Passage provided =>
╭──

Posts Tagged ‘keyword search’

Concept Search Versus Keyword Search in Electronic Discovery

Wednesday, November 12th, 2008

In my last post, I started a discussion on the myths surrounding concept search.  The first myth I dispelled was the “concept search is concept search” myth.  The myth is that there is an agreed upon definition of concept search.  In actuality, when people in e-discovery use the term concept search, they don’t always mean the same thing.  Frequently they are not actually talking about concept search technology at all and are actually talking about concept or content categorization technology, which is very different.  The second myth that needs dispelling is that concept search is better than keyword search.

The thinking behind this myth goes something like this:

Keyword search has a lot of problems.  It is prone to being over-inclusive, i.e., finding some non-relevant documents, and under-inclusive, i.e., not finding some relevant documents.  Concept search technologies are new and interesting and using these technologies you can find documents that keyword search can’t find.  Therefore, concept search must be better than keyword search.

Let’s examine this thinking.  The first two statements are accurate.  Keyword search is not perfect and can produce over- and under-inclusive results.  And concept search and content categorization technologies can both help identify documents that keyword search technologies might not find.  However, the conclusion that concept search is better than keyword search is not valid and doesn’t follow from these two statements.  Why?

In order to answer this question, we first need to go back to the difference between concept search and content categorization. Because these are different technologies, we really need to separately compare concept search versus keyword search and content categorization versus keyword search.  Let’s start with content categorization and keyword search.

The issue with this comparison is that keyword search and content categorization do different things.  Keyword search can be used in many ways in e-discovery.  The two most common are: (1) analysis or case assessment: finding the hot documents and understanding the matter by determining who knew what, when, how and why, etc., and (2) culling: removing non-responsive documents and/or identifying potentially privileged documents in order to reduce a large, starting set of documents to a smaller set before review.

Content categorization, on the other hand, has historically been used within the review phase of e-discovery.  Categorization can help reviewers to better understand the documents they are reviewing and thus potentially increase the speed of review.  Practitioners with whom I have worked also find that categorization can be useful during analysis by helping to understand a matter and identify potentially important keywords.

╰──

Data shown =>

╭──

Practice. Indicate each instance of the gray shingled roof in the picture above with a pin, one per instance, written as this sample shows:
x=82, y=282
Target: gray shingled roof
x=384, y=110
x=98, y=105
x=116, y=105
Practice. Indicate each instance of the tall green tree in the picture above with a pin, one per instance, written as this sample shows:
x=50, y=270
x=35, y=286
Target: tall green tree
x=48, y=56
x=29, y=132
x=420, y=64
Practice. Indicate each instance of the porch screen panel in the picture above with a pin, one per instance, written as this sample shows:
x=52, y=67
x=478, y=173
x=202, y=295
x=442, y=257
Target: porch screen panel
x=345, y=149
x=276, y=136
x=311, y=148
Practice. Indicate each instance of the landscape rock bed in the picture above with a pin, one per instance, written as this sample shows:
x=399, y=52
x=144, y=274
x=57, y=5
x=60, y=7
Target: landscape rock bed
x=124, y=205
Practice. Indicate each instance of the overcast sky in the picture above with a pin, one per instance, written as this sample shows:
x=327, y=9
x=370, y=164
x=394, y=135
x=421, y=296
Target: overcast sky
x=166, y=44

╰──

Task set =>
(a) In the post on concept search versus keyword search, during which phase of e-discovery has content categorization historically been used?
(b) Carry on with the post about concept search versus keyword search in electronic discovery, starting right after its final sentence.

Exercise responses =>
(a) The review phase.

(b)
However, content categorization has not been used as part of culling.  First, culling needs to be transparent.  You need to be able to get agreement with or at least explain to the opposing side and the court exactly how you have culled the data set.  If you cull based on categories of documents that have been generated by a proprietary, black-box algorithm, it’s going to be difficult to gain agreement on or explain your culling methodology.  This is why the typical method of culling is still to use keyword search and either agree on the set of search terms with the opposing side or to use e-discovery search best practices to perform keyword searches on your own.

Second, content categorization has its own issues when it comes to being over- and under-inclusive.  There is no guarantee that your group of documents that have been categorized as being related to, for example, a company’s hiring policies include all of the documents in your matter related to hiring policies or that they do not include some documents that may not really be related to hiring policies.  Content categorization, like keyword search and virtually every information retrieval technology, is not perfect.

So what about concept search technology?  Surely, concept search technology is better than old, boring keyword search.  Well, actually it’s not that clear-cut.  The problem with concept search technology is that while it might find more relevant documents than plain keyword search, it will also likely find more false positives.  Imagine searching for documents containing “terminate” in an employment matter and your concept search technology automatically searching for “fire”, “dismiss”, etc. as well.  You’ll find more documents related to the termination of employees, but you’ll also find a lot more non-relevant documents concerning house fires, the fire department, etc.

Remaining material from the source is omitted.